- _WHAT IS BEING ASKED_:
Copy the part of the forum reply about page-numbering macros that opens with the words containing "Thanks for your" and closes with "of the sheet.".

- _READING PASSAGE_:
______________________________

Thanks for your help... I'll give it a go... but I think we might change the
format of the document.

Regards

DC

"Earl Kiosterud" wrote:

> Dave,
>
> It won't affect printing at all.  It will run automatically before the print
> takes place, and will calculate and put page numbers in a cell in each page
> of the sheet.
>
> The following macro isn't complete.  It should be put in a regular module
> and gotten working as you want it before you put it in Before_Print for
> automatic firing.  It will put page numbers in the upper left corner cell of
> each page, left pages only.  If the worksheet is wider than one page, it
> won't do them yet.
>
> Sub pagenumbers()
> Dim MyR As Range
> Dim PageNumber As Long
>
> Set Mysheet = ActiveSheet
> PageNumber = 1
> Set MyR = Range("A1") ' starting cell
> MyR.Value = "Page " & PageNumber ' first page number
>
> Do While Not Intersect(MyR, ActiveSheet.UsedRange) Is Nothing
>   If MyR.EntireRow.PageBreak = xlPageBreakAutomatic Then
>     MyR.Value = "Page " & PageNumber ' put page number in cell
>     PageNumber = PageNumber + 1
>     End If
>   Set MyR = MyR.Offset(1, 0) ' move down
>   Loop
> End Sub
>
> Run this on a copy of the sheet, as it will modify it.  Make a new copy each
> time you run it.

______________________________

- _RECORDED INFORMATION_:
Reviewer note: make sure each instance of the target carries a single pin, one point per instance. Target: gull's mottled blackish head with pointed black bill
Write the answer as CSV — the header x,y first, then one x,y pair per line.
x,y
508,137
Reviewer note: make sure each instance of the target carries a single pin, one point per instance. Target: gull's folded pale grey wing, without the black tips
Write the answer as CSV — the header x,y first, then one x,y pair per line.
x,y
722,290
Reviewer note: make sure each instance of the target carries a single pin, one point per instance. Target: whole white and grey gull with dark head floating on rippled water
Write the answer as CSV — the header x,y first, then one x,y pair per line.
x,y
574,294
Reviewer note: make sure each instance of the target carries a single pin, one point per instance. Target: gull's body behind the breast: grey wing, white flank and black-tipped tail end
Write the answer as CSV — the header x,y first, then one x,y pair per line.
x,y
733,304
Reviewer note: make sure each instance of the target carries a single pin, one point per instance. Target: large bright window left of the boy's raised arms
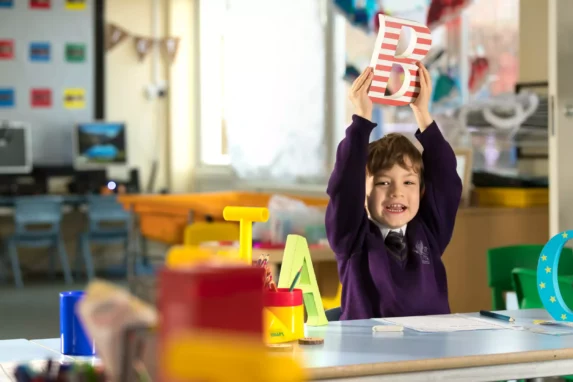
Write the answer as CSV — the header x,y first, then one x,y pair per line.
x,y
264,79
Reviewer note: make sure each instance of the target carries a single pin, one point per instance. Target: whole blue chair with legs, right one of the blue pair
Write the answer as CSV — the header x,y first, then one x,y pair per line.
x,y
102,211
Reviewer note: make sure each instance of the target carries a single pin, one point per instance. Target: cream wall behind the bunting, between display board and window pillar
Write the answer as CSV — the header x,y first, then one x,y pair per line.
x,y
126,79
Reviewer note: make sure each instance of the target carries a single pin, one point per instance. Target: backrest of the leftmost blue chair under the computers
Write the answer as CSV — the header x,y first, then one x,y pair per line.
x,y
42,210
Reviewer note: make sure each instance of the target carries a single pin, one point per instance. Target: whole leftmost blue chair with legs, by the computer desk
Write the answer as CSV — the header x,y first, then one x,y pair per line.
x,y
37,225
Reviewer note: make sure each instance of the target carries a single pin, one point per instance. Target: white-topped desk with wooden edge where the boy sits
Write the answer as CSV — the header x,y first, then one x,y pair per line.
x,y
352,352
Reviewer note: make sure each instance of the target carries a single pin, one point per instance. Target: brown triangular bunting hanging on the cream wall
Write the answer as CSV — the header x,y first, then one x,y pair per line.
x,y
143,44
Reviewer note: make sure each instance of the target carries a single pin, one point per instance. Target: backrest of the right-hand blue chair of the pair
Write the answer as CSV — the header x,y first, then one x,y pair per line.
x,y
105,209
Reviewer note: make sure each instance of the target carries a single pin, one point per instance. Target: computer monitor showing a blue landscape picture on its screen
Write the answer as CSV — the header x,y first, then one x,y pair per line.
x,y
99,144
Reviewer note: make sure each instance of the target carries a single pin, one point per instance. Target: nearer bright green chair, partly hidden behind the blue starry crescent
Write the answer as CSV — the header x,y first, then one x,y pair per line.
x,y
525,283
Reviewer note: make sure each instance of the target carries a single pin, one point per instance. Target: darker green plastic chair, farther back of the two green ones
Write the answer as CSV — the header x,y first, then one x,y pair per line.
x,y
501,262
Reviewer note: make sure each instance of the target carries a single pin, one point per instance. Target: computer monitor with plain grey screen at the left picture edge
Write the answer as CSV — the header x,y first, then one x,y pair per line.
x,y
15,147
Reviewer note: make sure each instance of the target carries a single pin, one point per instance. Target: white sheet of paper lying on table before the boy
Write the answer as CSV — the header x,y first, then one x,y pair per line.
x,y
446,323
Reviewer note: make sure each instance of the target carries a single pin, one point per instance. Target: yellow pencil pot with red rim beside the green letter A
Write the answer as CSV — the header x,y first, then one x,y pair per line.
x,y
283,315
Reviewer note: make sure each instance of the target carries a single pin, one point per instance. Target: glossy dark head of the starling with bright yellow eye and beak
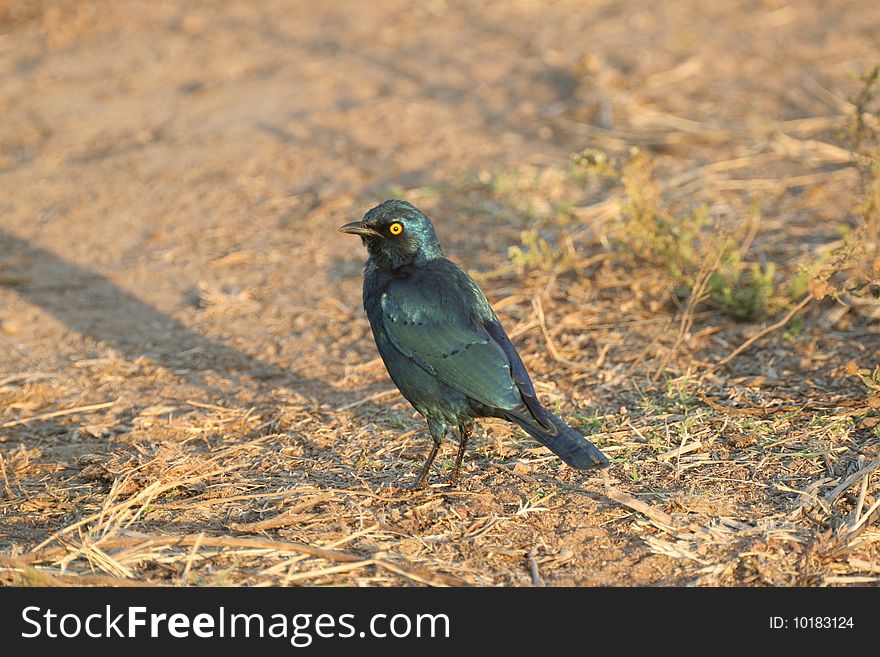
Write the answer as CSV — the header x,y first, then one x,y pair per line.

______________________________

- _ANSWER SECTION_:
Thanks for your help... I'll give it a go... but I think we might change the
format of the document.

Regards

DC

"Earl Kiosterud" wrote:

> Dave,
>
> It won't affect printing at all.  It will run automatically before the print
> takes place, and will calculate and put page numbers in a cell in each page
> of the sheet.